TASK DESCRIPTION:
Please copy the rows below word for word, leaving out the pictures.
++++ RAW DATA
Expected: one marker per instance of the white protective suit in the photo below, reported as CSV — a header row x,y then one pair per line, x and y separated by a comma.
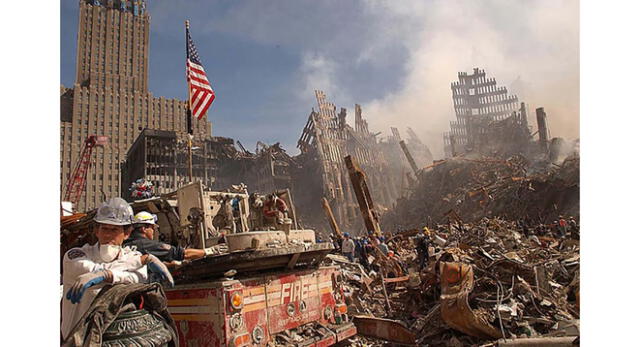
x,y
126,268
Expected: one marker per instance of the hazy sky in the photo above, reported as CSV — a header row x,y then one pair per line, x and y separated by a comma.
x,y
395,58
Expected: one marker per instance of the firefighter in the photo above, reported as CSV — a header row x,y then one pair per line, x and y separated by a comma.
x,y
275,210
348,247
86,269
144,227
422,247
383,246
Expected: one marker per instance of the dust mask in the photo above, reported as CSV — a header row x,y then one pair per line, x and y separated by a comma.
x,y
108,253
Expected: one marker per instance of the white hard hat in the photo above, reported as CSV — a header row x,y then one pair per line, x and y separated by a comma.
x,y
114,211
145,217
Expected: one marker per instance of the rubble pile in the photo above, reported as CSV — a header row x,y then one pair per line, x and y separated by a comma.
++++++++
COMPLETE OUTPUT:
Expected: one marker per instance of the white protective suit in the photo below, reported as CSV — a header row x,y then one pair per line, x and y separated by a comma.
x,y
126,268
Expected: one marker per instance of the hazy sky in the photo above, reported as CSV — a header row x,y then one pair per line, x and y separated by a comma.
x,y
395,58
Expected: one marker per instance of the firefighter in the photo above, reported as CSV — a header row x,y then one pair per line, x and y separated by a comma.
x,y
275,210
348,247
86,269
144,227
422,247
383,246
Expected: one marker per instance of the dust mask in the photo above, reported as CSV — a header row x,y then one pair per line, x and y separated by a comma.
x,y
108,253
Expected: one marker per instance of the white hard hat in the photo above, reported as CSV — a header row x,y then one pair per line, x and y separated by a comma.
x,y
114,211
145,217
Expected: one marker per instance of the rubble pile in the photo above, reported as CSV — a header row x,y then one pair per line, x and y separated by a comma.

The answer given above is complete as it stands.